▶ _WRITTEN INSTRUCTION_: Please return every line of the entries below that contains the string "mulch", copying each line whole. Case counts.

○ ○ ○ ○

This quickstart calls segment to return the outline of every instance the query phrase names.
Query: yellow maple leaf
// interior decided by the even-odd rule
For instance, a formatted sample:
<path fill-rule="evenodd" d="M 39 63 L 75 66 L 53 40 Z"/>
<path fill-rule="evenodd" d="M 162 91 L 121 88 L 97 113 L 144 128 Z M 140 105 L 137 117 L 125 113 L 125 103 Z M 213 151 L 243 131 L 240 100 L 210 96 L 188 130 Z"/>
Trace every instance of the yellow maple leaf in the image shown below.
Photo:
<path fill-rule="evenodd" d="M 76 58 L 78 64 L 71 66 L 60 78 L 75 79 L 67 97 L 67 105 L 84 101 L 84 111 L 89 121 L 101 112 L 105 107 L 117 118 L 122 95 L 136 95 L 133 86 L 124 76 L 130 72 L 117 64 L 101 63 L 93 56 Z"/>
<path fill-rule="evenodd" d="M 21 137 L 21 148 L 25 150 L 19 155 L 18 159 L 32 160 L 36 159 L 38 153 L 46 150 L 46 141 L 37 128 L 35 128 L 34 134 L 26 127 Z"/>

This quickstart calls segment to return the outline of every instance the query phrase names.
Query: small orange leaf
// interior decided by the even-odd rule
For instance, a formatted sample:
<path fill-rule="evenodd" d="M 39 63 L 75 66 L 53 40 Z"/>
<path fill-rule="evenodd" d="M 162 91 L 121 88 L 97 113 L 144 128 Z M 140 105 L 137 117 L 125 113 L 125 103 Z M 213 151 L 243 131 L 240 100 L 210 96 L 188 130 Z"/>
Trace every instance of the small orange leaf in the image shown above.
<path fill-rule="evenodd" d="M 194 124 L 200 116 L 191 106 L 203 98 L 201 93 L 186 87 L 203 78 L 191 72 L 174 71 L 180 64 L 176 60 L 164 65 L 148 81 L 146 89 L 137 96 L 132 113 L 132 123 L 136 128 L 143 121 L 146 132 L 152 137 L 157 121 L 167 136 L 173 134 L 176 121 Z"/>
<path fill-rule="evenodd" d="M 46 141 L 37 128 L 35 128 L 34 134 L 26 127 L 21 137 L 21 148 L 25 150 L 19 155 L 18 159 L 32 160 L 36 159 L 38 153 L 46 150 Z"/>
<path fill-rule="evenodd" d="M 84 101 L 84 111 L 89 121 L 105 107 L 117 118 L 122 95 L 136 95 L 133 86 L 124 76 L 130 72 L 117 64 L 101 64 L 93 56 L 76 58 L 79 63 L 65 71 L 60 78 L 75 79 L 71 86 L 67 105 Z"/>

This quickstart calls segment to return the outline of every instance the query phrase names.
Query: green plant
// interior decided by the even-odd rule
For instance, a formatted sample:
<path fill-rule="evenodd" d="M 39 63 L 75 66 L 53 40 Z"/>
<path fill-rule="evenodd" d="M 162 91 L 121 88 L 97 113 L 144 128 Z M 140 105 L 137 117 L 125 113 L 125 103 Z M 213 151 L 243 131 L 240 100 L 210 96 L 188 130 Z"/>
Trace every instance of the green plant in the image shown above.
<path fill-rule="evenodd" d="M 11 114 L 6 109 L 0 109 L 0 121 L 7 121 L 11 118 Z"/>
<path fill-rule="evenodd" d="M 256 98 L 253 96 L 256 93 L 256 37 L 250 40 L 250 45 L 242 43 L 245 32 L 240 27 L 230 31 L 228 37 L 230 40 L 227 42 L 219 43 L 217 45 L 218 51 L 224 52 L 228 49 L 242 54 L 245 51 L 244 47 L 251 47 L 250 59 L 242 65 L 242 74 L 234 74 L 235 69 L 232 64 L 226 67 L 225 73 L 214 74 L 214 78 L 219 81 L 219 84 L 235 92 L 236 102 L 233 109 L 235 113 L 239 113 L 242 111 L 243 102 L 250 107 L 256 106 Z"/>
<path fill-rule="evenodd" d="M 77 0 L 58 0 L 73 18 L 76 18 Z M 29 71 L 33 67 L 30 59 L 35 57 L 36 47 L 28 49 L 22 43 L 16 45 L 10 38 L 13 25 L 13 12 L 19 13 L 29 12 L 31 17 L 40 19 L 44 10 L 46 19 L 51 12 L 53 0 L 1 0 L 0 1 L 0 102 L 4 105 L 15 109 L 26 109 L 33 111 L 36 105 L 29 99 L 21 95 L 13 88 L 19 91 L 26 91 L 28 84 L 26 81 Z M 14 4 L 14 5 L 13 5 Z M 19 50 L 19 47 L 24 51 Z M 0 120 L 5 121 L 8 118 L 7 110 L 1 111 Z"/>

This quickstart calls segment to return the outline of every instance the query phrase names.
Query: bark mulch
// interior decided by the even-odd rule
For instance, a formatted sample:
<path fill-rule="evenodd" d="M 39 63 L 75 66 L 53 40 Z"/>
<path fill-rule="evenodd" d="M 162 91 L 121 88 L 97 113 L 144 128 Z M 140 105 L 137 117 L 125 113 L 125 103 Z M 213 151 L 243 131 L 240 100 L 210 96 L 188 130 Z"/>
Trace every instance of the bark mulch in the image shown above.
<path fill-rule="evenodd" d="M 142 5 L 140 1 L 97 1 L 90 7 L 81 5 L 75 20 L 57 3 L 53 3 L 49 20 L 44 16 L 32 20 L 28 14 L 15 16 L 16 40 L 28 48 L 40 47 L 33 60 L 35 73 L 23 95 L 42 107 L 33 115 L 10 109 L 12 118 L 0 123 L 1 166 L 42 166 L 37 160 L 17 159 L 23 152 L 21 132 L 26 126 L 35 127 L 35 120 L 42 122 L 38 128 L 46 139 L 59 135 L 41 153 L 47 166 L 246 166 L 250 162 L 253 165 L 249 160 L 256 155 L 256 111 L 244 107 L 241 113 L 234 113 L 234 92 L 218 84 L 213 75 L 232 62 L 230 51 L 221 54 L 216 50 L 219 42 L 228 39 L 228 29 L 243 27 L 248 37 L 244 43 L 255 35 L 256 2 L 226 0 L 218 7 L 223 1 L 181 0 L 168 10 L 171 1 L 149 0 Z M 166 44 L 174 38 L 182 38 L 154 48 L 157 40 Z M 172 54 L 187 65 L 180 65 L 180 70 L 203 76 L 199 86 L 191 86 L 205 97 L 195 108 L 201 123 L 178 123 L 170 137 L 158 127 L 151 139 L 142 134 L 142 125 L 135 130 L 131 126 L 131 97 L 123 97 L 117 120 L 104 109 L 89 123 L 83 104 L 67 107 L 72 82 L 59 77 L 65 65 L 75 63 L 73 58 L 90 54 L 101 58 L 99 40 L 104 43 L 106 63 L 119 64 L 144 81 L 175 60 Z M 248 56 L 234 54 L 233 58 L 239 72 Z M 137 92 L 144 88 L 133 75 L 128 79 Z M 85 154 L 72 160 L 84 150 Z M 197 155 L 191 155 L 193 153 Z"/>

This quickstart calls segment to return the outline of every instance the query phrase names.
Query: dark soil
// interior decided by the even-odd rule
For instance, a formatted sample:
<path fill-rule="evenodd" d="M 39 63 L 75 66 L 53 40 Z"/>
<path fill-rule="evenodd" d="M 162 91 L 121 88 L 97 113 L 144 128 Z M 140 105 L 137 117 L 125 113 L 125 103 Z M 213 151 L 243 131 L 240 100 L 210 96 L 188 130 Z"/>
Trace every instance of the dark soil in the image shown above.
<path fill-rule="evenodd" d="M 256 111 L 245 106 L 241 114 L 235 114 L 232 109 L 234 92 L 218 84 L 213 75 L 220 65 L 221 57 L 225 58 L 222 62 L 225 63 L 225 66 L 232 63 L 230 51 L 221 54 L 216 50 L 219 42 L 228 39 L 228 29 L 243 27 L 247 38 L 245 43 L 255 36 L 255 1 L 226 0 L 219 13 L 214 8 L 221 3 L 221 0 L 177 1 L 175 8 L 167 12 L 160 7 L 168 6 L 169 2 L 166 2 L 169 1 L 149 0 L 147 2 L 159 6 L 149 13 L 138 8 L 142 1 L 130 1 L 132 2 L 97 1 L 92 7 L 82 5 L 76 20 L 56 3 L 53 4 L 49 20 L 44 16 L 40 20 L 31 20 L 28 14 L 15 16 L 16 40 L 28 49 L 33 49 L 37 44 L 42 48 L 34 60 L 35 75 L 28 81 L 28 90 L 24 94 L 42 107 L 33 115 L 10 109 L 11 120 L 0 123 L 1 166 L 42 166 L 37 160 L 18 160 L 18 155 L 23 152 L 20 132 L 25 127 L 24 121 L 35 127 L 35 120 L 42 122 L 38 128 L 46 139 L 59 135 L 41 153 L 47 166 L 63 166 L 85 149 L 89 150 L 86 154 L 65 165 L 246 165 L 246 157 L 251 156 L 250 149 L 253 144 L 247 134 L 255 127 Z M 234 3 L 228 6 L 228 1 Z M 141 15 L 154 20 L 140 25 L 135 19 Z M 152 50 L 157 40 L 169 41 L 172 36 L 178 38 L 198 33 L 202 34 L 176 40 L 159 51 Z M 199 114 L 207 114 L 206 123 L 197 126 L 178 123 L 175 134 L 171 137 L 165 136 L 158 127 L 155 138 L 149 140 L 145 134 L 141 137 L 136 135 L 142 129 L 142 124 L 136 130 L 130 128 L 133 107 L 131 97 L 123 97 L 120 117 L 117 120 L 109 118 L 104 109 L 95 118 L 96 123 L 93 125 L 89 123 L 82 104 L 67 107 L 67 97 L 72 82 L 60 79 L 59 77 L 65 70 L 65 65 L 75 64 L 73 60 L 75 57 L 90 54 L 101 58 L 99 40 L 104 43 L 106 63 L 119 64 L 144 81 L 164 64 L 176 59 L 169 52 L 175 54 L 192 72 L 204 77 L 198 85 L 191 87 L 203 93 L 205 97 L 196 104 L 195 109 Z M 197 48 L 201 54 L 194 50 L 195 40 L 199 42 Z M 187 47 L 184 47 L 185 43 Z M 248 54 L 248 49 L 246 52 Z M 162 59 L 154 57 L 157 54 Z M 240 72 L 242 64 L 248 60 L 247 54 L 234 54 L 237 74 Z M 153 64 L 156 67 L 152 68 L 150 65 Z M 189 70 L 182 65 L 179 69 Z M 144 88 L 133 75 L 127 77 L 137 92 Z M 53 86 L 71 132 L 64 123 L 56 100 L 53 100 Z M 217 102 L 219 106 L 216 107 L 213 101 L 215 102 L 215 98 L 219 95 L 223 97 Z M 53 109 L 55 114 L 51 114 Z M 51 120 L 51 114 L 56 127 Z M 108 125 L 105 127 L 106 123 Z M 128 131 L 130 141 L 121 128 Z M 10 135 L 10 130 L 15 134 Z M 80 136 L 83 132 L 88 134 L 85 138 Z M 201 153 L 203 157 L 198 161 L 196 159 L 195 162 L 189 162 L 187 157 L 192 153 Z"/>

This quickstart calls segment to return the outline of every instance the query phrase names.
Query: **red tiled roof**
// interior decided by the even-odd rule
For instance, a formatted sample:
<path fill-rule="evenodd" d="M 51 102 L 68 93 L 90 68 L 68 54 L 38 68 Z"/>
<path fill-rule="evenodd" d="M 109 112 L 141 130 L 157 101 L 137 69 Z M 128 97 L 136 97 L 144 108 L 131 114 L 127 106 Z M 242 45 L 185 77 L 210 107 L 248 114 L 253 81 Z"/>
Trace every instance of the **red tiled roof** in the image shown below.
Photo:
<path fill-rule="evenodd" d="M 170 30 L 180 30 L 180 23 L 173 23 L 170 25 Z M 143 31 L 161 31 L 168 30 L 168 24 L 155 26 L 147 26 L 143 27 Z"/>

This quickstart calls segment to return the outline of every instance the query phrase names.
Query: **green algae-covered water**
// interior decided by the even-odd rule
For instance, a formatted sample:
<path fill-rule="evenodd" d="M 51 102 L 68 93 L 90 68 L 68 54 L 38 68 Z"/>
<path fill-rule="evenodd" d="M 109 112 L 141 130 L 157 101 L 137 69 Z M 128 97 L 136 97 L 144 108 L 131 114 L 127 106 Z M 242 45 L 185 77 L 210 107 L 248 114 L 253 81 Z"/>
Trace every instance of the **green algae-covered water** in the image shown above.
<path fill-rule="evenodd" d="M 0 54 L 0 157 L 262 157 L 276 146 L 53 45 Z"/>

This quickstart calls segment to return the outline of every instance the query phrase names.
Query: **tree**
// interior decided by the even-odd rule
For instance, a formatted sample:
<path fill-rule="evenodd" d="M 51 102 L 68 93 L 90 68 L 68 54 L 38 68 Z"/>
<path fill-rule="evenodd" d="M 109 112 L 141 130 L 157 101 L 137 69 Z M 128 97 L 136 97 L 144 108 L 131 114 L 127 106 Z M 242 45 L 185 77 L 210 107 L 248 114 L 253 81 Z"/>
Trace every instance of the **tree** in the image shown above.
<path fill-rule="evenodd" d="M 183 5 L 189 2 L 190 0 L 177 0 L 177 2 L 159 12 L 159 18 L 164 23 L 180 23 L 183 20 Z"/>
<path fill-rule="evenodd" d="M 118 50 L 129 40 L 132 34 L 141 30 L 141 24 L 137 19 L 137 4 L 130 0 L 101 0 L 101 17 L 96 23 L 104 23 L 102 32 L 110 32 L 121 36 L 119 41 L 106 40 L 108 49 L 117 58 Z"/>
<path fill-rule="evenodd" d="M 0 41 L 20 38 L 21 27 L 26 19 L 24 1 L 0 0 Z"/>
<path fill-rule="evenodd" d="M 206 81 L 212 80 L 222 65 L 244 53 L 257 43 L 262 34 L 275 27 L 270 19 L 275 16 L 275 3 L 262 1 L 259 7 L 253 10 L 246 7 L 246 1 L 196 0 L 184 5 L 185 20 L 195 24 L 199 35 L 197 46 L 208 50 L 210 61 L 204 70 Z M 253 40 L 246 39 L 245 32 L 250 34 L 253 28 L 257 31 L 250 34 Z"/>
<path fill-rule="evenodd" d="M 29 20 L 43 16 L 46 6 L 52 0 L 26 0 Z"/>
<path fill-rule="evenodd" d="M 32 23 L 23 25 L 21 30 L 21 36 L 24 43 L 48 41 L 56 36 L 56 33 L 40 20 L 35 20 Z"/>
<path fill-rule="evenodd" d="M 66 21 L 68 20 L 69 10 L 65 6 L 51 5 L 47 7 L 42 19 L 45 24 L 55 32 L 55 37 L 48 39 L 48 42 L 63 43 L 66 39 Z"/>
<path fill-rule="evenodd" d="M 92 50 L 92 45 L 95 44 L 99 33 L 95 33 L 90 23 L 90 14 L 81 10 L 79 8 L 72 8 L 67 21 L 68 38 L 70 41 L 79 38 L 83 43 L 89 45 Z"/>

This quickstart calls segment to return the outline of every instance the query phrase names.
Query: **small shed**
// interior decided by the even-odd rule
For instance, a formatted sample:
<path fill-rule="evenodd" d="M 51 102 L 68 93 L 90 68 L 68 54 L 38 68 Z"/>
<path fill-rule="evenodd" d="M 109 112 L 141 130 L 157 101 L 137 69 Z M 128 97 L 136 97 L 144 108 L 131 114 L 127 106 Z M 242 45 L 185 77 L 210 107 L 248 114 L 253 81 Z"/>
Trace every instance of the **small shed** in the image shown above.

○ ○ ○ ○

▶ _COMPLETE RESPONSE_:
Query: bark mulch
Trace every instance of the bark mulch in the image shown above.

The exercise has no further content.